— Start Extract to read —

# Advice on buying a new sound card



## fullinfusion (Nov 20, 2012)

I'm looking into getting a new sound card to replace my asus Xonar DX 7.1

Basically I know nothing about buying a great sound card but I do know one thing, I want one with a built in amp... I want the music hammering into my Sennheiser's.

Any advice on a card with a built in amp?

I've been looking into one so far but not sure if it has what Im asking.

Here's the Link


----------



## TRWOV (Nov 20, 2012)

What about a DGX 5.1. It has a built in amp.
http://www.asus.com/Multimedia/Audio_Cards/Xonar_DGX/


----------



## fullinfusion (Nov 20, 2012)

I like the price and I can get it locally.

I'd like some more suggestions before i make up my mind


----------



## KingPing (Nov 20, 2012)

Do you want something similar to the DX or something better?



If you want it to listen music don't buy the Recon 3D, sound quality is barely better than on board, it's a gaming sound card nothing else.


----------



## fullinfusion (Nov 20, 2012)

KingPing said:


> Do you want something similar to the DX or something better?


My DX sounds good but it just dont have the ball's to crank out the music. Id like something better.


----------



## KingPing (Nov 20, 2012)

With headphone amp:

Asus XONAR DG (PCI)
Asus XONAR DGX

Not sure because i don't own them but my guess is that this 2 will deliver more power to the headphone but with slightly less quality.

High end with headphone amp:

Asus XONAR Essence ST
Asus XONAR Essence STX
Creative Titanium HD

Or you could buy an external headphone amp and keep the DX.


----------



## fullinfusion (Nov 20, 2012)

KingPing said:


> With headphone amp:
> 
> Asus XONAR DG (PCI)
> Asus XONAR DGX
> ...


The Asus XONAR Essence ST has some great reviews and $138 dollars and a 2hr drive to pick it up


----------



## fullinfusion (Nov 20, 2012)

Asus XONAR Essence ST OR the Creative Titanium HD?

any input on the both?


----------



## 3870x2 (Nov 20, 2012)

I didn't know that they had soundcards with built-in amps.  I am not sure I would trust any soundcard manufacture with hi-fi headphone sound.


----------



## fullinfusion (Nov 20, 2012)

I've been looking around and the ASUS XONAR Essence STX is the bomb from all the reviews.

Look at THIS video. Linus even explaines the features very well too.


----------



## NinkobEi (Nov 20, 2012)

You might try an e-Mu sound card. the 1212m seems to be the mid-range. The 1616 seems pretty damned heavy duty though. Might be worth a look at least. Only downside is that apparently Creative bought them out.

edit link: http://www.creative.com/emu/products/digitalaudiosystems/


----------



## Kalevalen (Nov 20, 2012)

I'm going to toss out the Claro Halo by HT Omega http://www.htomega.com/clarohalo.html


----------



## KingPing (Nov 20, 2012)

— End Extract to read —

▶ _Short task 1_:
How would this sentence from the sound card thread read in Spanish: "Or you could buy an external headphone amp and keep the DX."
The sound card thread and the rows have no connection to each other.

— Start Data provided —

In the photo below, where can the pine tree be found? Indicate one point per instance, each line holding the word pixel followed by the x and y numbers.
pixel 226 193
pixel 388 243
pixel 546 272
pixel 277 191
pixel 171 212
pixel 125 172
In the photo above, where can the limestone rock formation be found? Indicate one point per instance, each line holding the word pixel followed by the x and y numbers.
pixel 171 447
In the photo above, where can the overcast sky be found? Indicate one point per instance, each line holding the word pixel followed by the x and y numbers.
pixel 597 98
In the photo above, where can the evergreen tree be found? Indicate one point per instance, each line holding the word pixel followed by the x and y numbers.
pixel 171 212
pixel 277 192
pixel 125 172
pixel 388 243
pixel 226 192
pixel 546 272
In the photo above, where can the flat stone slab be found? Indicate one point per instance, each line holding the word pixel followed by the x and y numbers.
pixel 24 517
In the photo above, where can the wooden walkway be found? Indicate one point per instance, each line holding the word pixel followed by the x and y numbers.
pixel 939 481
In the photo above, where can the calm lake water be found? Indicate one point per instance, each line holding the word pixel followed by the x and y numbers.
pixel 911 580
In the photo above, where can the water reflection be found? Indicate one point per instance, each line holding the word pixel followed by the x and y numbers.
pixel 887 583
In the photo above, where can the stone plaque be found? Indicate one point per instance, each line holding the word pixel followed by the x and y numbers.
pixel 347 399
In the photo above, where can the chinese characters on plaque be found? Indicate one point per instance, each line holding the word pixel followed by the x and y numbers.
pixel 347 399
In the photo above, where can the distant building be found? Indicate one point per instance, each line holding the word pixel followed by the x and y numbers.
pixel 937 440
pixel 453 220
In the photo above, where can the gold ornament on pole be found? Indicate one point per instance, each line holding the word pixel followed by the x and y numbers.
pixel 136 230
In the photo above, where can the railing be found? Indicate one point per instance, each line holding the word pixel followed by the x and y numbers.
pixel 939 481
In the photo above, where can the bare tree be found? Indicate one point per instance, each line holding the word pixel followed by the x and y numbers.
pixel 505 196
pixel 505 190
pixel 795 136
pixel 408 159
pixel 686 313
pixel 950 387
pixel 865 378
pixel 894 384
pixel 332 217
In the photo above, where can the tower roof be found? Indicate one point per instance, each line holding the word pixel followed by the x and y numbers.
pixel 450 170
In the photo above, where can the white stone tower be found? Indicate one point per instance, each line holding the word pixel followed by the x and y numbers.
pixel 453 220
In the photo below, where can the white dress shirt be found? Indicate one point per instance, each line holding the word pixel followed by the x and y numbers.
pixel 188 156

— End Data provided —

▶ _Short task 2_:
Can you write out the rows from their very first line through the line containing "pixel 171 447", with both of those lines included and nothing else?

▶ _Task output 1_:
O podrías comprar un amplificador externo para auriculares y quedarte con la DX.

▶ _Task output 2_:
In the photo below, where can the pine tree be found? Indicate one point per instance, each line holding the word pixel followed by the x and y numbers.
pixel 226 193
pixel 388 243
pixel 546 272
pixel 277 191
pixel 171 212
pixel 125 172
In the photo above, where can the limestone rock formation be found? Indicate one point per instance, each line holding the word pixel followed by the x and y numbers.
pixel 171 447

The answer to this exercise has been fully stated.